Data supplied =
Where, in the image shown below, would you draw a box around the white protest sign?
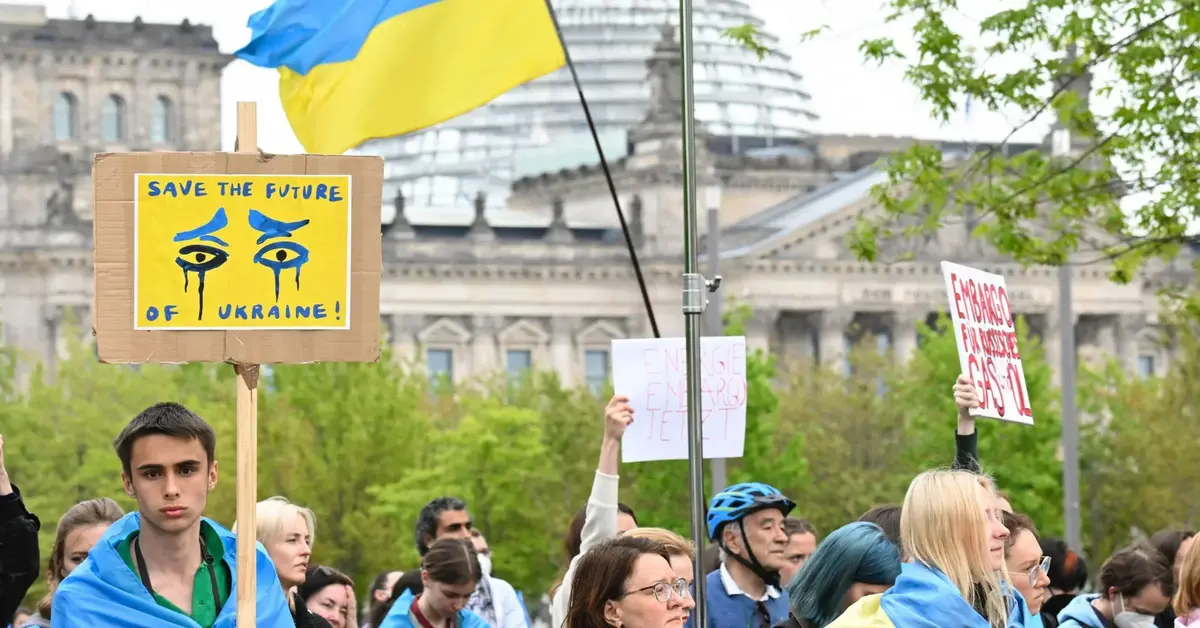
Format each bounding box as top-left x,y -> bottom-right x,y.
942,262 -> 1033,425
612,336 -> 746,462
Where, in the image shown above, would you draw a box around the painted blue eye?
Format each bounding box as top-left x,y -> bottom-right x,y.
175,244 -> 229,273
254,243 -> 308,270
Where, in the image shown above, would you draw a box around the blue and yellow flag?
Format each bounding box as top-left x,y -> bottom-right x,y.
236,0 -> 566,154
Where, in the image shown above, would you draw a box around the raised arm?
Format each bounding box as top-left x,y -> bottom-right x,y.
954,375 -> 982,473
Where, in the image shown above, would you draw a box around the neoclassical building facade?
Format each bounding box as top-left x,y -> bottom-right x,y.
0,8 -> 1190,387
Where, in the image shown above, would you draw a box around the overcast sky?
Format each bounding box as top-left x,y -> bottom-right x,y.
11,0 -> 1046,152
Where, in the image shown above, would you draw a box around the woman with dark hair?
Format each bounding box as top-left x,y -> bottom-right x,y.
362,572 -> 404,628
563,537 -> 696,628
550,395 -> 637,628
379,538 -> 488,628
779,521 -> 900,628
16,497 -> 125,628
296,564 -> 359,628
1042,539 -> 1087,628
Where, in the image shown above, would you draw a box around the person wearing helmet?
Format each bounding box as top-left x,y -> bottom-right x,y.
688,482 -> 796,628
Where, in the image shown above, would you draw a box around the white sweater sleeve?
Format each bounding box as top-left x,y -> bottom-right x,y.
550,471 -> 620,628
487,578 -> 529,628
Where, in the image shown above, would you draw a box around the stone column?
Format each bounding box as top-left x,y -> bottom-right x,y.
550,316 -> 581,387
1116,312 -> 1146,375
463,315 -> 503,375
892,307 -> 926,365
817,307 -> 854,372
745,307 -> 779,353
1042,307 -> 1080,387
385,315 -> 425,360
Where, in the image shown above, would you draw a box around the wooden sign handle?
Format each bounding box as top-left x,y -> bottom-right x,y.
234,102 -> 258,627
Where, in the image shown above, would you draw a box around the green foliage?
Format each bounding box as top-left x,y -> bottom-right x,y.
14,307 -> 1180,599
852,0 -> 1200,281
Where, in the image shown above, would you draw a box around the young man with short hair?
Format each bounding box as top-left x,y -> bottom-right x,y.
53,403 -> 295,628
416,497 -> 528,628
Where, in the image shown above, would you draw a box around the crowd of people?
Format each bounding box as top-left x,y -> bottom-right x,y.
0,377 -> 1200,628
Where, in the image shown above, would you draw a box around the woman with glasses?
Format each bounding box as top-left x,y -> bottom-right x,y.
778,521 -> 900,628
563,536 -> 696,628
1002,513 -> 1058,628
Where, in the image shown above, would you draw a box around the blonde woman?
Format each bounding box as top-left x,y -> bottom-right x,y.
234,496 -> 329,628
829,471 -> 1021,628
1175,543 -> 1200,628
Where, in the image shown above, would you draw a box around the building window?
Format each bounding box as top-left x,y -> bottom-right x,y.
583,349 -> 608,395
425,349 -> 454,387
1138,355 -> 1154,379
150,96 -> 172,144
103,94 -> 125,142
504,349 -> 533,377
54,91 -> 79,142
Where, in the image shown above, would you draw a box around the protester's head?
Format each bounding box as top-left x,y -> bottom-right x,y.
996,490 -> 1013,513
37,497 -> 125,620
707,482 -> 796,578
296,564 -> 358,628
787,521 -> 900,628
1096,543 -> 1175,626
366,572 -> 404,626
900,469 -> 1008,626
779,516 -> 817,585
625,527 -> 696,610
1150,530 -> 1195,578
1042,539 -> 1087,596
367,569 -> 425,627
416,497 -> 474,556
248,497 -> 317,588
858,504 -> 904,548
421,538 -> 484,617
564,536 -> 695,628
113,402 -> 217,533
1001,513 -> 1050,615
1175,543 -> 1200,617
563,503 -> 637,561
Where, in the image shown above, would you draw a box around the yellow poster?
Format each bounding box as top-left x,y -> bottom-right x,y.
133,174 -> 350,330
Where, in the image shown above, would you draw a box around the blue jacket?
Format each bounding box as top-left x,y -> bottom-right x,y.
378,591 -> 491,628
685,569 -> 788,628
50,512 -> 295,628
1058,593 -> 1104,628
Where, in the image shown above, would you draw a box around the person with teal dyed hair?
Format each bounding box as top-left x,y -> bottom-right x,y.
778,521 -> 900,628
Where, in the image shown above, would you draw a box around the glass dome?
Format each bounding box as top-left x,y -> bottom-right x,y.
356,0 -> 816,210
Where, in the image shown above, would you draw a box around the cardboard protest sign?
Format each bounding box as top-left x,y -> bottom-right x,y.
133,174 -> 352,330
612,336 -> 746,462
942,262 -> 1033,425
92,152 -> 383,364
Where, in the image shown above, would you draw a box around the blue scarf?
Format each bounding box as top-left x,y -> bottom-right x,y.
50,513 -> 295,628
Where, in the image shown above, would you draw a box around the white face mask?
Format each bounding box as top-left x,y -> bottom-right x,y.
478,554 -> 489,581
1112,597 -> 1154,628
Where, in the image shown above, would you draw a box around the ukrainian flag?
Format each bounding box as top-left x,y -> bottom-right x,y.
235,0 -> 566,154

Goal of the exercise =
Copy all of the records above word for word, omitting the pictures.

Answer =
Where, in the image shown below, would you draw a box around the white protest sign?
Format each bounding box as top-left x,y -> bottom-right x,y.
942,262 -> 1033,425
612,336 -> 746,462
Where, in the image shown above, would you draw a box around the painted blue eye?
Format each bounding box as top-left x,y -> bottom-right x,y.
175,244 -> 229,273
254,243 -> 308,270
Where, in the image shown above, would you draw a box around the blue and yellow flag?
Format each bounding box as top-left x,y -> bottom-right x,y.
236,0 -> 566,154
Where, in the image shown above, would you draw a box around the raised arm?
Format each bounding box as top-left x,y -> bottom-right x,y.
954,375 -> 982,473
Where, in the image shown above, would you draw a box around the neoclassical building facade?
Format each bounding box as top-left x,y -> bottom-right x,y.
0,8 -> 1190,387
Where, in the image shown above, would you draw a box around the overcast sky?
Format each bounding box as top-left x,y -> bottom-right x,y.
11,0 -> 1046,152
Where, in the image shown above, would you draw a box around the woman with dark hair?
Format each bounding box as top-left x,y -> bottom-right x,y.
362,572 -> 404,628
563,537 -> 696,628
550,395 -> 637,628
379,538 -> 488,628
779,521 -> 900,628
16,497 -> 125,628
296,564 -> 359,628
1042,539 -> 1087,628
Where, in the image shown above, would you draw a box around the person wearing helmet?
Format each bounding box as top-left x,y -> bottom-right x,y.
688,482 -> 796,628
Where, in the image shown above, would you draw a box around the white sweater sleeve?
Format each bounding box as top-left x,y -> bottom-right x,y.
550,471 -> 620,628
487,578 -> 529,628
Where, in the image shown above, would you draw a box around the stone column?
Format each bounding box as top-left x,y -> bottom-right x,y.
550,316 -> 581,387
1116,312 -> 1146,375
463,315 -> 503,375
892,307 -> 926,365
817,307 -> 854,372
745,307 -> 779,353
1042,307 -> 1080,387
385,315 -> 425,360
Where, in the image shown above, would you draw a box around the wooden sign handle?
Format each bounding box as top-left x,y -> bottom-right x,y.
234,102 -> 258,627
Where, in the image shown above, would you draw a box around the green foliage?
Format each bounding box as top-left x,y -> bottom-right x,y.
14,307 -> 1180,599
852,0 -> 1200,281
Where, in the image shown above, would you draw a box around the young man with short hair?
Format each bounding box as top-left x,y -> bottom-right x,y.
53,403 -> 295,628
416,497 -> 528,628
Where, in the image shown above, would you draw a box around the crowd of people?
Format each bounding box as top-left x,y -> bottom-right x,y.
0,377 -> 1200,628
Where, in the image shown above, would you draw a box around the woman with glasses?
Format each bounding box as top-left x,y -> bottom-right x,y.
778,521 -> 900,628
563,536 -> 696,628
1002,513 -> 1058,628
Where, in the image shown above, would you draw a box around the blonde woman?
Format each bounding box as top-left x,y -> bottom-right x,y.
234,496 -> 329,628
829,471 -> 1021,628
1175,543 -> 1200,628
Where, in the image shown above, would you draw a box around the building window?
Format each bounding box as top-left x,y -> bottom-right x,y.
583,349 -> 608,395
425,349 -> 454,387
1138,355 -> 1154,379
150,96 -> 172,144
103,94 -> 125,142
504,349 -> 533,377
54,91 -> 79,142
Where, in the image shown above, would you draw a box around the protester's head?
Format each bounding box as top-left x,y -> bottom-right x,y.
996,490 -> 1013,513
37,497 -> 125,620
707,482 -> 796,578
296,564 -> 358,628
787,521 -> 900,628
1096,543 -> 1175,626
366,572 -> 404,626
900,469 -> 1008,626
779,516 -> 817,585
625,527 -> 696,610
1150,530 -> 1195,578
1042,539 -> 1087,596
367,569 -> 425,627
416,497 -> 474,556
248,497 -> 317,588
858,504 -> 904,548
421,538 -> 484,617
564,536 -> 695,628
113,402 -> 217,533
1001,513 -> 1050,615
1175,543 -> 1200,617
563,503 -> 637,561
Where, in the image shown above, would you draw a box around the yellow poster?
Format each bounding box as top-left x,y -> bottom-right x,y.
133,174 -> 350,330
Where, in the image shown above, would you draw a box around the blue jacket?
Format each bounding box as top-left x,y -> bottom-right x,y.
378,591 -> 491,628
685,569 -> 788,628
50,512 -> 295,628
1058,593 -> 1104,628
Where, in the image shown above, would you draw a box around the person with teal dyed hair?
Format each bounding box as top-left x,y -> bottom-right x,y.
778,521 -> 900,628
Where, in the image shown above, would you draw a box around the glass dome?
Format each bounding box as top-left x,y -> bottom-right x,y.
356,0 -> 816,210
Where, in the image shown above, would you draw a box around the cardboard protest sign?
Format each bounding box as top-left x,y -> bottom-right x,y.
133,174 -> 352,330
612,336 -> 746,462
942,262 -> 1033,425
92,152 -> 383,364
Where, in the image shown above, would you draw a box around the blue scarf?
Format each bounding box as top-left x,y -> bottom-right x,y.
50,513 -> 295,628
Where, in the image shown above, would you draw a box around the white face mask?
Format each bounding box as top-left x,y -> bottom-right x,y.
478,554 -> 489,581
1112,597 -> 1154,628
Where, in the image shown above, would you draw a box around the ukrainian flag?
Format each bounding box as top-left x,y -> bottom-right x,y.
235,0 -> 566,154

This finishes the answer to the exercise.